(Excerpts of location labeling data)
================
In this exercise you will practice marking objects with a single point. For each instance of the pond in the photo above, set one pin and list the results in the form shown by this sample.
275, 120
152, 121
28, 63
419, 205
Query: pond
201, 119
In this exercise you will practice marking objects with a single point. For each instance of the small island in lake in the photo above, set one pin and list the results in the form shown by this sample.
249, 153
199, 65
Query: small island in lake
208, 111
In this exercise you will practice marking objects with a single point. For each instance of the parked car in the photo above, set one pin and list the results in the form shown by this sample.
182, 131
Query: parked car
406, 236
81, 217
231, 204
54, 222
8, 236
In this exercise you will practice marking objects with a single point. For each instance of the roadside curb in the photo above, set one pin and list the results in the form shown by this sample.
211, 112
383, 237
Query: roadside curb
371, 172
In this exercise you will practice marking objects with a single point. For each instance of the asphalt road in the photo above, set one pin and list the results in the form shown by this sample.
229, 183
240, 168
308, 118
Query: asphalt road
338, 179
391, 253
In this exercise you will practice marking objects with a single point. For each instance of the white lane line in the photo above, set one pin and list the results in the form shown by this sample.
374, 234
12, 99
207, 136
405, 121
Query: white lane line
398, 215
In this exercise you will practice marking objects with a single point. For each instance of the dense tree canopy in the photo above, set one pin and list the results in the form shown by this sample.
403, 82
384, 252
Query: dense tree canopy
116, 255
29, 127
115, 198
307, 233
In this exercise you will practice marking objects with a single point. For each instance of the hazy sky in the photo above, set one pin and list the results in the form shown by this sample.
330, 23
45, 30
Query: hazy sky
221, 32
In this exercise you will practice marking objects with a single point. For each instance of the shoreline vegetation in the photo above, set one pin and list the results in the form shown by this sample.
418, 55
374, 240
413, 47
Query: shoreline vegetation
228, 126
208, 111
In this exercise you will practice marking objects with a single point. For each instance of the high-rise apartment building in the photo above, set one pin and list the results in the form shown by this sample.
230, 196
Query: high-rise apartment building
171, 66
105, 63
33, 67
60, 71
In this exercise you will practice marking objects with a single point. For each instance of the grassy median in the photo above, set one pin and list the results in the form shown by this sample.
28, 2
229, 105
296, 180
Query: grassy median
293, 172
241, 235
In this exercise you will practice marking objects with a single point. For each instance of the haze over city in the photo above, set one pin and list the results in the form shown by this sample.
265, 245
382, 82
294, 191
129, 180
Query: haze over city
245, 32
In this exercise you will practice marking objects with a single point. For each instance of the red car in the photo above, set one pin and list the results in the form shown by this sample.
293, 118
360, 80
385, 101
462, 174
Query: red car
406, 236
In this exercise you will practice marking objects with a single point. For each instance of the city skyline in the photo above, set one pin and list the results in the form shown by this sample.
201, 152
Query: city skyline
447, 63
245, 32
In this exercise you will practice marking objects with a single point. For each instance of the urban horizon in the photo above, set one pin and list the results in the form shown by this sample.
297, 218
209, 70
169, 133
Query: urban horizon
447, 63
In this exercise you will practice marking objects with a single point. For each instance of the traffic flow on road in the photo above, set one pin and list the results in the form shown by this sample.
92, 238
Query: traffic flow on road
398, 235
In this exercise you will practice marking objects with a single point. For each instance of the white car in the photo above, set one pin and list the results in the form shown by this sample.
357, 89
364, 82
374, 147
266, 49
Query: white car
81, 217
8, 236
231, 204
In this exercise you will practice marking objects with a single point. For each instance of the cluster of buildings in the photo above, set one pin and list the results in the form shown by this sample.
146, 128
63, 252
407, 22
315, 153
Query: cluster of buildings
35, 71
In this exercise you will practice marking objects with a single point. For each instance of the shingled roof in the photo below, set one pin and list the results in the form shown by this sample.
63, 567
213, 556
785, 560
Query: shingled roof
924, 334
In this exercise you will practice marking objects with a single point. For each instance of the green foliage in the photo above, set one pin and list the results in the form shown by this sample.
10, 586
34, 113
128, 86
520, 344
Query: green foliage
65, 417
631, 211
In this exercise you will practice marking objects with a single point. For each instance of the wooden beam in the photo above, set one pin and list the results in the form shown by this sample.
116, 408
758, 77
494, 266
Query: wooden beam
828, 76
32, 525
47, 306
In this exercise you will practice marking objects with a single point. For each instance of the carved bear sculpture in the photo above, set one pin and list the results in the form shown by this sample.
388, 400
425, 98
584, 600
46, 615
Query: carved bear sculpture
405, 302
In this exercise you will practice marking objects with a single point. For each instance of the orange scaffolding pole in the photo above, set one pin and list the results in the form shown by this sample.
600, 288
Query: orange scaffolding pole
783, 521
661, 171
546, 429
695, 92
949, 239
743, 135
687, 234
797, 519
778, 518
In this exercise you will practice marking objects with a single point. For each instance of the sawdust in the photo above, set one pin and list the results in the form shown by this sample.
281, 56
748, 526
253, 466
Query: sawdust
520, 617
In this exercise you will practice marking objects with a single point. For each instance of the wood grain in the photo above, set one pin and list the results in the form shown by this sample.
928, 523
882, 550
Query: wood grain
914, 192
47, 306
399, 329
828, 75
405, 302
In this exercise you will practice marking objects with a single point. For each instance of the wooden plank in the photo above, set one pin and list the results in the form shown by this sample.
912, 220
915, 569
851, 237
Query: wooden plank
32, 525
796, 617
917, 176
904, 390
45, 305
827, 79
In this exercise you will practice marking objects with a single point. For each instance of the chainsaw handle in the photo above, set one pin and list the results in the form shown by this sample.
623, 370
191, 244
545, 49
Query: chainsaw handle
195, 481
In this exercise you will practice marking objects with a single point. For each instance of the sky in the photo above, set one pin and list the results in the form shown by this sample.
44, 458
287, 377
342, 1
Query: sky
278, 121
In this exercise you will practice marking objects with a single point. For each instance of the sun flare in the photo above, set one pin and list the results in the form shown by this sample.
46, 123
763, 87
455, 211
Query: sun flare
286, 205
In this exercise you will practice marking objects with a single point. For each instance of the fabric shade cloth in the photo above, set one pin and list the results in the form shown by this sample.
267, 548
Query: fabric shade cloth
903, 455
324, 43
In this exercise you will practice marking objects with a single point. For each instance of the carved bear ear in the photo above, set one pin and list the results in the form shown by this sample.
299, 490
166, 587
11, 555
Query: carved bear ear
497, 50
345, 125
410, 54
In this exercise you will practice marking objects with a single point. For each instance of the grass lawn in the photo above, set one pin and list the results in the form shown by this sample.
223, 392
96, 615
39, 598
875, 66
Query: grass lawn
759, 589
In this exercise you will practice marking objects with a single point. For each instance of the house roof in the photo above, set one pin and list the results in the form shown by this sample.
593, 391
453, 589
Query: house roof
================
Short problem:
Copy out every line of the data above with no changes.

Solution to the exercise:
In this exercise you will practice marking objects with a single point. For each instance of the pond in the photo above, set one pin and list the results in the form shown by this sample.
275, 120
152, 121
28, 63
419, 205
Query: pond
201, 119
In this exercise you will practice marking objects with a single point. For each instance of the small island in lake in the photo above, set one pin and list the results in the form shown by this sample.
249, 153
199, 65
Query: small island in lake
208, 111
In this exercise you will practice marking objects with a single point. For each instance of the parked car in the photo above, set one pin and list the results in the form shown by this sample.
182, 131
Query: parked car
406, 236
81, 217
231, 204
54, 222
8, 236
In this exercise you will practice marking objects with a single point. For each instance of the roadside curb in the photo above, set one pin and list the results in the form shown by this sample.
211, 112
383, 237
Query: roadside curb
371, 172
In this exercise you will practice marking objects with a single point. For each instance of the asphalt road in the photo above, set one pin and list the results in the form shown by this sample.
229, 183
240, 168
308, 118
Query: asphalt road
338, 179
391, 253
In this exercise you will practice marking objects with a single point. For each instance of the white lane line in the photo above, set one pin and list the results in the form shown by this sample.
374, 234
12, 99
207, 136
405, 121
Query: white lane line
398, 215
In this exercise you will practice marking objects with a single point. For each instance of the dense tree canopy in the photo above, set one pin and list the results in the form shown by this sample.
403, 82
384, 252
Query: dense tree canopy
116, 255
29, 127
115, 198
307, 233
In this exercise you will practice marking objects with a single point. For each instance of the hazy sky in the photo above, set one pin and list the results in the form shown by this sample.
330, 23
45, 30
Query: hazy sky
221, 32
In this exercise you will practice marking objects with a single point. For each instance of the shoreline vegetation in the photo above, set one pin and list the results in the form shown by this sample.
418, 55
374, 240
413, 47
Query: shoreline vegetation
228, 126
208, 111
In this exercise you will practice marking objects with a single point. For each instance of the high-rise apartment building in the photo above, set one pin and list the results in the form shown by this sample.
230, 196
Query: high-rise apartment building
171, 66
105, 63
33, 67
60, 71
In this exercise you will practice marking objects with a single point. For each instance of the grassy median in the photo above, set one pin and list the results in the form shown by this sample.
28, 2
229, 105
296, 180
Query: grassy median
293, 172
241, 235
In this exercise you will practice marking objects with a single point. For each instance of the haze over city in the photo above, set one pin and list the results in the form shown by this sample.
265, 245
382, 82
294, 191
129, 180
Query: haze over city
245, 32
In this exercise you will practice marking objects with a single point. For each instance of the red car in the photo above, set one pin and list the results in the form shown by this sample.
293, 118
360, 80
385, 101
462, 174
Query: red car
406, 236
In this exercise you will practice marking objects with a single point. For each instance of the city skyline in the photo above, set one pin and list the results in the form shown by this sample.
201, 152
Query: city skyline
447, 63
245, 32
In this exercise you will practice marking objects with a single point. For each instance of the urban horizon in the photo above, set one pin and list the results in the form shown by this sample.
297, 218
209, 70
169, 133
Query: urban horizon
447, 63
In this exercise you will practice marking objects with a single point. For each instance of the traffic flow on road in the photo above, set one pin and list the results in the form shown by this sample.
92, 238
Query: traffic flow on road
398, 235
In this exercise you will practice marking objects with a single point. For each instance of the white car in the photo above, set one pin and list the results in the form shown by this sample.
357, 89
364, 82
374, 147
266, 49
Query: white car
81, 217
8, 236
231, 204
In this exercise you will practice marking objects with a single point. For each instance of the cluster of buildings in the photo above, set one pin and list the results in the form shown by this sample.
146, 128
63, 252
407, 22
315, 153
Query: cluster of buildings
35, 71
In this exercise you will practice marking objects with a single point. For each instance of the shingled roof in the photo below, set one pin and list the results in the form shown by this sample.
63, 567
213, 556
785, 560
Query: shingled roof
924, 334
In this exercise you will practice marking objects with a single point. For each instance of the green foliage in the photo above, set one pin and list the results in the form shown by this sample.
10, 586
34, 113
128, 86
520, 344
Query: green foliage
65, 417
631, 211
In this exercise you will practice marking objects with a single point. For each instance of the wooden beam in the photo above, set one pin and list the results in the form shown by this sample.
116, 408
758, 77
494, 266
Query: wooden beam
828, 76
32, 525
47, 306
In this exercise you will practice marking objects with a single point. For each instance of the carved bear sculpture in the photo above, set one pin and list the results in the form shown by this sample.
388, 400
425, 98
584, 600
46, 615
Query: carved bear sculpture
405, 302
In this exercise you will practice marking objects with a single point. For each instance of the orange scaffolding pole in the photo above, set one pin and list the results in the form shown by this sample.
600, 288
Query: orange scaffolding pole
783, 521
661, 171
546, 429
695, 92
949, 239
743, 135
687, 234
797, 519
778, 518
In this exercise you will practice marking objects with a single point. For each instance of the sawdust in the photo above, set one pin and list the results in the form shown by this sample.
281, 56
748, 526
253, 466
Query: sawdust
520, 617
In this exercise you will practice marking objects with a single point. For each instance of the wood grain in the photo above, set one pin and list the results in the form shown by this sample.
928, 523
882, 550
Query: wood grain
914, 192
47, 306
399, 329
828, 75
405, 302
In this exercise you will practice marking objects with a single point. For each instance of the wooden plank in the photo above, set one pin and list the results in the form shown by this sample.
912, 220
915, 569
851, 237
Query: wooden plank
32, 525
796, 617
917, 176
904, 390
45, 305
827, 79
In this exercise you will practice marking objects with a single point. For each instance of the chainsaw handle in the photo above, set one pin and list the results in the form shown by this sample.
623, 370
191, 244
545, 49
Query: chainsaw handle
195, 481
In this exercise you will practice marking objects with a single point. For each instance of the sky in the photo above, set one pin and list the results in the form shown by this sample.
44, 458
287, 377
342, 1
Query: sky
278, 121
In this exercise you will practice marking objects with a single point. For each instance of the sun flare in the photo above, set one pin and list the results in the form shown by this sample.
46, 123
763, 87
455, 211
Query: sun flare
286, 205
In this exercise you will practice marking objects with a single point. For each instance of the fabric shade cloth in the photo above, set one pin and list the results in the form shown by this sample.
267, 548
Query: fabric shade cloth
903, 455
324, 43
In this exercise you will practice marking objects with a single point. For each instance of the carved bear ear in the photo above, set one pin and list the results in the form shown by this sample.
299, 490
166, 587
11, 555
Query: carved bear ear
497, 50
345, 125
410, 54
In this exercise you will practice marking objects with a single point. For each instance of the grass lawn in the photo above, set one pin and list the results in the form shown by this sample.
223, 392
96, 615
39, 598
875, 66
Query: grass lawn
759, 589
In this exercise you will practice marking objects with a single point. For each instance of the house roof in the photo above, set one pin and list the results in the form shown by this sample.
593, 391
453, 589
Query: house roof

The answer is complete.